Problem details:
Each line of the data below from the one holding "Where can you see the silhouetted" to the one holding "Where can you see the ambulance", inclusive, is to be reproduced exactly; no other line belongs in the answer.

[[ Given data open ]]

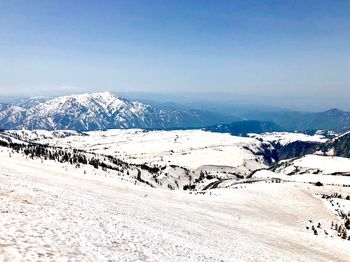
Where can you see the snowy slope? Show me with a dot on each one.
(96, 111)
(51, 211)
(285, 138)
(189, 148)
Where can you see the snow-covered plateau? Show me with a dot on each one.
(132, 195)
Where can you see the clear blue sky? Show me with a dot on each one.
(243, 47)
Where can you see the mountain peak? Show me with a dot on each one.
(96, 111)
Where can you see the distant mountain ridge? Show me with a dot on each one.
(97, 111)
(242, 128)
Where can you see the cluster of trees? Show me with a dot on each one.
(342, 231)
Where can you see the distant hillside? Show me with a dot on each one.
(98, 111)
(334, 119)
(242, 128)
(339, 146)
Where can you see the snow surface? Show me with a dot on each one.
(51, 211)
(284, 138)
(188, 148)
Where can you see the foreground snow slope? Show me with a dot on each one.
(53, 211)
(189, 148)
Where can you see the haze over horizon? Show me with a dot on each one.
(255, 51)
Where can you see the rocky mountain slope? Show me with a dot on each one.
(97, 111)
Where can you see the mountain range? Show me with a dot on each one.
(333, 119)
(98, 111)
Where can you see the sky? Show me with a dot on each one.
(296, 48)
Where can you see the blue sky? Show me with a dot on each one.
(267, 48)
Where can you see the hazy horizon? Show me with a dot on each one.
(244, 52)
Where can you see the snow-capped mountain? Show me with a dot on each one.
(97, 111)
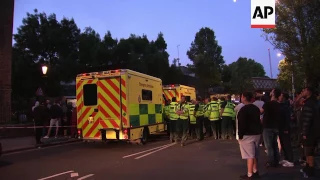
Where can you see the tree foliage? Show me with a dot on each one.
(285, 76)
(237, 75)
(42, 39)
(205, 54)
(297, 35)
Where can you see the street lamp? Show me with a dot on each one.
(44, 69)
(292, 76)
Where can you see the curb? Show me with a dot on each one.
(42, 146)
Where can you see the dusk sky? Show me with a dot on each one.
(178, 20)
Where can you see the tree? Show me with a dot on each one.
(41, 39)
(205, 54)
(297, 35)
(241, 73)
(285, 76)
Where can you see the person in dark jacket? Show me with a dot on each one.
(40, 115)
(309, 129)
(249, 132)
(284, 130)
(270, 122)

[[ Given data closed ]]
[[ Given data open ]]

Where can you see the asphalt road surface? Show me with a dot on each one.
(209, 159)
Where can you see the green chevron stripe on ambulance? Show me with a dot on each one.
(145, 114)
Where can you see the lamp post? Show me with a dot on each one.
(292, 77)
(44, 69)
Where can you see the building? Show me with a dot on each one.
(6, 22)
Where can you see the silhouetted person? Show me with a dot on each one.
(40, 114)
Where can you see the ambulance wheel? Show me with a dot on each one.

[[ Given data closed ]]
[[ Given data open ]]

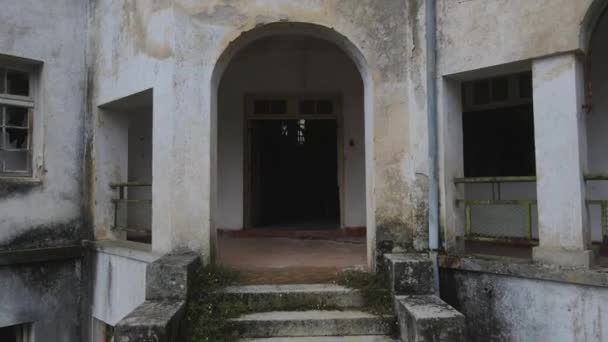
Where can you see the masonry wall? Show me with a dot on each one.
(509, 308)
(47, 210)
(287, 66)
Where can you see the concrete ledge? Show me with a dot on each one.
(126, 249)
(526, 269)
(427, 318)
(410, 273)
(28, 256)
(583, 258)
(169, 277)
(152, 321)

[[ Given data closed ]]

Exercise answer:
Where can you see the silhouetted person? Show me with a dot on each one.
(40, 114)
Where can you see the ambulance wheel? Show me with a dot on each one.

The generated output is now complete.